Written request: Where the line containing "Pin the tree, one" appears, begin retyping; continue exactly through the final line of the data. Omit every picture.

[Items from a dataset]
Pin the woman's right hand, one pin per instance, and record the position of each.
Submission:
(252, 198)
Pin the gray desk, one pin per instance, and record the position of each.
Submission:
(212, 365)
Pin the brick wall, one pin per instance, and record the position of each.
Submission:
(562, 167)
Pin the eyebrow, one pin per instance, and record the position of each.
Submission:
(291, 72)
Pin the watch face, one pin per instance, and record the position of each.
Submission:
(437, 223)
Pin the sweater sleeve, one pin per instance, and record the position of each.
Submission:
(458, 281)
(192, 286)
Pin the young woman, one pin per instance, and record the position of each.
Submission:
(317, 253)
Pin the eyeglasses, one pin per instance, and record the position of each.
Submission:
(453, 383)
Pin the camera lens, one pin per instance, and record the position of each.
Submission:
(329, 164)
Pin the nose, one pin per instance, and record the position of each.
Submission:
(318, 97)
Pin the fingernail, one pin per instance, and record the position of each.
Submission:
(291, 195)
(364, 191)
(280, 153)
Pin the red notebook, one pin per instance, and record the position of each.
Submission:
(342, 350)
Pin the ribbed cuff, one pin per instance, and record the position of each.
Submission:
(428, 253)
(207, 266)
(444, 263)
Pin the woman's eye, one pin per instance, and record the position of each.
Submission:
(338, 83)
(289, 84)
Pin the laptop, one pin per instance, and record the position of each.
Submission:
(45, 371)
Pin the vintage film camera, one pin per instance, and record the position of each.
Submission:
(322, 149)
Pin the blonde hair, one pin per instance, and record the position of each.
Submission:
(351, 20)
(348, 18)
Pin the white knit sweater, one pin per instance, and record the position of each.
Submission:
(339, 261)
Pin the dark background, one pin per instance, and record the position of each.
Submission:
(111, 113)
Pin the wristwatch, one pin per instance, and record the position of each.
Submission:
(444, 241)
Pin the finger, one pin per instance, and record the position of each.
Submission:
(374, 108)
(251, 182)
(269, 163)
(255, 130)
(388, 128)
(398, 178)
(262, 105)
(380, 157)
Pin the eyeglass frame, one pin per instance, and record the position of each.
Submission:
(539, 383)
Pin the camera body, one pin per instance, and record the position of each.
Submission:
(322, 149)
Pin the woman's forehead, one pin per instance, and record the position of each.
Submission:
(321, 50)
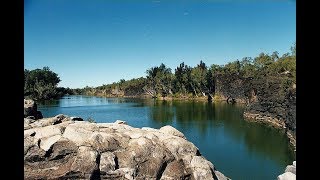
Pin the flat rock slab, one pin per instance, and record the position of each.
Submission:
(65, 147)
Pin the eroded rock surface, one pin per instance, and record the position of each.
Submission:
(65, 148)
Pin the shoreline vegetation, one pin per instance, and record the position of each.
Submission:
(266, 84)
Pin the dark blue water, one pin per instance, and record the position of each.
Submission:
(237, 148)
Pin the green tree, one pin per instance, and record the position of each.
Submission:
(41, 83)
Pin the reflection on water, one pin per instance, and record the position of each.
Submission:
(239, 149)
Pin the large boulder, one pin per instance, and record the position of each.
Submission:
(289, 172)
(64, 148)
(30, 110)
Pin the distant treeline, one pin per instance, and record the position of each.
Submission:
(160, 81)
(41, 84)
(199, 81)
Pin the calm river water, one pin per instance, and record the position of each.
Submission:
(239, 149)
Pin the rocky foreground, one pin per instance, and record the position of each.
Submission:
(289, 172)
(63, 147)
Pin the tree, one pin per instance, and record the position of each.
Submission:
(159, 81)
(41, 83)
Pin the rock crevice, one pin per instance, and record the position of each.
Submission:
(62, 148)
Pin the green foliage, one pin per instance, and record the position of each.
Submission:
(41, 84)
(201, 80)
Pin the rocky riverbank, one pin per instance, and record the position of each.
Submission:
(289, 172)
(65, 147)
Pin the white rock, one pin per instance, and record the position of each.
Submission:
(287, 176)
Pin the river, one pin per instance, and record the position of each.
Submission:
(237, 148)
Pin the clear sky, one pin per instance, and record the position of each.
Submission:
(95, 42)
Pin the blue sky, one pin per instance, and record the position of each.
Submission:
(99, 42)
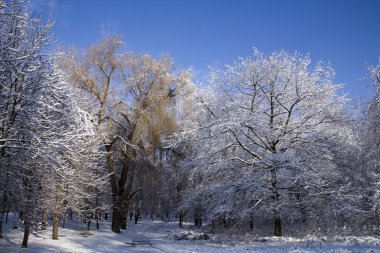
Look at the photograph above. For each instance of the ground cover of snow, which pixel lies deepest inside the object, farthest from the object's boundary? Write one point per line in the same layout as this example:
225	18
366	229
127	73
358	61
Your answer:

Response to this task:
Pin the tree, one pin per instance, and record the position of each.
Submission:
(159, 81)
(41, 83)
Pin the rock crevice, one pin per instance, and record the position of each.
Submission:
(62, 148)
Pin the green foliage, one pin per instance, and record the position of each.
Submission:
(41, 84)
(201, 80)
Pin the rocky riverbank, one pin per instance, and record the position of each.
Submission:
(289, 172)
(65, 147)
Pin the white rock, one pin per instance, and record the position of each.
Submission:
(287, 176)
Pin the river, one pin per instance, and record the position of each.
Submission:
(237, 148)
Pin the clear sky, one pin per instance, and record the position of each.
Submission:
(95, 42)
Pin the blue sky, one pin per instance, and record the position of each.
Submission:
(99, 42)
Look at the photograph above. For each instance of the ground cover of snow, which pixel lies deepest inside the object, farthest from the object's boundary? Write one point per line in the same layout as this example:
225	18
366	229
127	73
358	61
Your answer:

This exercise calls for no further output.